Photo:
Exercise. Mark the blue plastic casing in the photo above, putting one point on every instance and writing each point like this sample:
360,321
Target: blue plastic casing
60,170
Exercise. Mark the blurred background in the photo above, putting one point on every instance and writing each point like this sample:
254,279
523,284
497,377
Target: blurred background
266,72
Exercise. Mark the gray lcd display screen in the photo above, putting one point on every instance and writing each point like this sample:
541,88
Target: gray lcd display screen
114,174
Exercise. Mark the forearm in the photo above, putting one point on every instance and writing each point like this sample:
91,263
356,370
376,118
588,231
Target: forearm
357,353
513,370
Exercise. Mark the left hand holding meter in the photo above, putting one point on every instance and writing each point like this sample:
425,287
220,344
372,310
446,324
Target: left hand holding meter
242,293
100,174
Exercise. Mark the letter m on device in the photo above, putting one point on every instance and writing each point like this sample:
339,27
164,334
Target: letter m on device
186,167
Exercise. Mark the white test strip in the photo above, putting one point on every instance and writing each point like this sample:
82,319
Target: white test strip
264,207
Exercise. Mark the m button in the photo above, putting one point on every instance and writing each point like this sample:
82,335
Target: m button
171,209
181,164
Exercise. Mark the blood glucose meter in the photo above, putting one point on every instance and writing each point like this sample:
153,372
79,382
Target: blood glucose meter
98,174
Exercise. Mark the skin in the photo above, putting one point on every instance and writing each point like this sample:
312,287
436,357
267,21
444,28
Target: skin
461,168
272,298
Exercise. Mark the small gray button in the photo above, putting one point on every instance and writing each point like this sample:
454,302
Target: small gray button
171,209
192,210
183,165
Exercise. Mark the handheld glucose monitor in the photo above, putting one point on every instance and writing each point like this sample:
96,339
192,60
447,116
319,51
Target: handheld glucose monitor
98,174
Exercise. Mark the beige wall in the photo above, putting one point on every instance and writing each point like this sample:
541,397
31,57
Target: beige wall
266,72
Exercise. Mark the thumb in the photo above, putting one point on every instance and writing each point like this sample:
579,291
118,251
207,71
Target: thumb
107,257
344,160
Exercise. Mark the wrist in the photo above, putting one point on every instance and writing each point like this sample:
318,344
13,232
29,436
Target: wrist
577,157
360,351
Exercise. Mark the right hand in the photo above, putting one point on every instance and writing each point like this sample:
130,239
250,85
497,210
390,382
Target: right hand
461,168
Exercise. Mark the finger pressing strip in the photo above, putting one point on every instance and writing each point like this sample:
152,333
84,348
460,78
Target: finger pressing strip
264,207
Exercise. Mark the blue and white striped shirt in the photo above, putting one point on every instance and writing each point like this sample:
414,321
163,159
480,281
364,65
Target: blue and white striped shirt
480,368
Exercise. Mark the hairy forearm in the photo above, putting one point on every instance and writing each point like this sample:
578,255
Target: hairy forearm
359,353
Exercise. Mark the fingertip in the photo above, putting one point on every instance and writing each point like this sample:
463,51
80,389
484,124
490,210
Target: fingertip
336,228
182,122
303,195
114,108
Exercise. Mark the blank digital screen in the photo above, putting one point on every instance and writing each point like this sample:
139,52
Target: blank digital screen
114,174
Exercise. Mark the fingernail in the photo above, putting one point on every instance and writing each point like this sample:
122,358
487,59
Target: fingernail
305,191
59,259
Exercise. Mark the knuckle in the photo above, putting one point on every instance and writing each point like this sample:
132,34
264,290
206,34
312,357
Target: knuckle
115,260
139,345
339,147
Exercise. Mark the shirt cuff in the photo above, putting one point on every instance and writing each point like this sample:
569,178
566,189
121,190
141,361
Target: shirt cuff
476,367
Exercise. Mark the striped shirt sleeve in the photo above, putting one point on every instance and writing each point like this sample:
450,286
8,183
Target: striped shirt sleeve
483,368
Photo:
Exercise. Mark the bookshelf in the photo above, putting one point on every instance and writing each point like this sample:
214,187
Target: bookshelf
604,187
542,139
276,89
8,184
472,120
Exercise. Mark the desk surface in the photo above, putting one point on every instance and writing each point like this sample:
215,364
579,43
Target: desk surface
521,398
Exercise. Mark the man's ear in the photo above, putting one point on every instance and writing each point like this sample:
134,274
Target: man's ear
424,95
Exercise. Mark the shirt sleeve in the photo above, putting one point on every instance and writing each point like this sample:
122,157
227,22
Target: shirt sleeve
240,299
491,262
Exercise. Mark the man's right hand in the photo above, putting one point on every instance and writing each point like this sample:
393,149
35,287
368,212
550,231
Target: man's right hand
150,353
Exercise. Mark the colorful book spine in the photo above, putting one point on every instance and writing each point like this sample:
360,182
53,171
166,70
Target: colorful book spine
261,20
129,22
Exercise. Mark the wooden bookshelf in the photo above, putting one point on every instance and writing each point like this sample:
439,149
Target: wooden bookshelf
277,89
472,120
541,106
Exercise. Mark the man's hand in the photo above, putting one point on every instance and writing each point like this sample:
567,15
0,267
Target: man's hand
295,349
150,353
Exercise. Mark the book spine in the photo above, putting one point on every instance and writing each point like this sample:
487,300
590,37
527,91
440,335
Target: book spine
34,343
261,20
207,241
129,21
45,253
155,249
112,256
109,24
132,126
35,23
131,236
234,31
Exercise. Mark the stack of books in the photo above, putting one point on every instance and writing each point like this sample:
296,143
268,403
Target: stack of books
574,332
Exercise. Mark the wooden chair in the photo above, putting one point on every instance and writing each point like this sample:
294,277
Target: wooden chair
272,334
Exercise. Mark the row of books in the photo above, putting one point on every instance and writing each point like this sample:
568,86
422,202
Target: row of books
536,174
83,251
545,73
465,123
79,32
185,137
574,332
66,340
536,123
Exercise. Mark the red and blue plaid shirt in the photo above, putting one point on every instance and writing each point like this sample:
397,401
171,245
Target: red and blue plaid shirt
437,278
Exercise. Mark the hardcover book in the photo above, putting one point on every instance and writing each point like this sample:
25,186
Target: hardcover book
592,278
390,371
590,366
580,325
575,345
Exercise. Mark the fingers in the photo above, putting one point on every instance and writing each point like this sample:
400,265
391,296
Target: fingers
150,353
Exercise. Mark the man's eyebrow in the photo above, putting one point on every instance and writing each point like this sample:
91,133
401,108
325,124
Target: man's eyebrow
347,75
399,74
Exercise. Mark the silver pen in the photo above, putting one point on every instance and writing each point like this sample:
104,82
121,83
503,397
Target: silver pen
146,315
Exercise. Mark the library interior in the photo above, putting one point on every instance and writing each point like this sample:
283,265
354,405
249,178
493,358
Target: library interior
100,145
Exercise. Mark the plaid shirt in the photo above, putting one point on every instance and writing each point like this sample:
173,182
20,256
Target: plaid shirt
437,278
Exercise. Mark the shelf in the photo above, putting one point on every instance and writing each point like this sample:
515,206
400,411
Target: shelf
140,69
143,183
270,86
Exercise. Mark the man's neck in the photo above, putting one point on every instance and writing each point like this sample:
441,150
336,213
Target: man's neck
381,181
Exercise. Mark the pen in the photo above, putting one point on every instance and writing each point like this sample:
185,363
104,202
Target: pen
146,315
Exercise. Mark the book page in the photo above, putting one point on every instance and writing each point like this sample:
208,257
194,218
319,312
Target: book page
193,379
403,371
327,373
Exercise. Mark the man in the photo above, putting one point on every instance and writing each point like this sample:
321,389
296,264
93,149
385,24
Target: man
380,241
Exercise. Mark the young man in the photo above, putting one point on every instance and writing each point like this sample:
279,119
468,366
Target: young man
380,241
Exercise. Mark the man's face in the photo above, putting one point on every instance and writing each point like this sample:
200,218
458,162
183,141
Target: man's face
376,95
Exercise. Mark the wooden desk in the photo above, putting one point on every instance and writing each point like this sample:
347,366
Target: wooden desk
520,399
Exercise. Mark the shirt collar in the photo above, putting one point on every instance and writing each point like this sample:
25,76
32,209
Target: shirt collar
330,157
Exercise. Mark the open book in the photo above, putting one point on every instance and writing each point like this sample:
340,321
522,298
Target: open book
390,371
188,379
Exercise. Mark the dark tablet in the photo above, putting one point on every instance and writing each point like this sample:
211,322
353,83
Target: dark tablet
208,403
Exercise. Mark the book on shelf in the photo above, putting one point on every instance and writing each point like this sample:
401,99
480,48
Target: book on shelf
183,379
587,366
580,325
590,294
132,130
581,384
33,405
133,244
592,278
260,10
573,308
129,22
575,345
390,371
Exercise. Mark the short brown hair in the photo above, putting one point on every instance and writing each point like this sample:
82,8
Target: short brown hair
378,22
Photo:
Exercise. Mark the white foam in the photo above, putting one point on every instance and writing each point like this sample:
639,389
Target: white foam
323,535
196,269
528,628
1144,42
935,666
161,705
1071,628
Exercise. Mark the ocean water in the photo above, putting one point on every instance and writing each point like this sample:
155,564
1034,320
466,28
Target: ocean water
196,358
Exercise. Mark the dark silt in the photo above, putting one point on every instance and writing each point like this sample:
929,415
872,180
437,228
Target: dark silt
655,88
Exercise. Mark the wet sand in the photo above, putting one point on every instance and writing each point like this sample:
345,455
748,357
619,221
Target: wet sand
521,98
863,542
▬▬▬▬▬▬
■ **TASK DETAILS**
Give an exact reproduction of the lines from the one with "Exercise. Mark the wet" to the final line of the entries, including both.

■ **YOUR SOLUTION**
Exercise. Mark the wet sand in the photo above, putting one point on every instance and writing each point like this sample:
345,455
748,357
619,221
Target: wet sand
521,98
863,542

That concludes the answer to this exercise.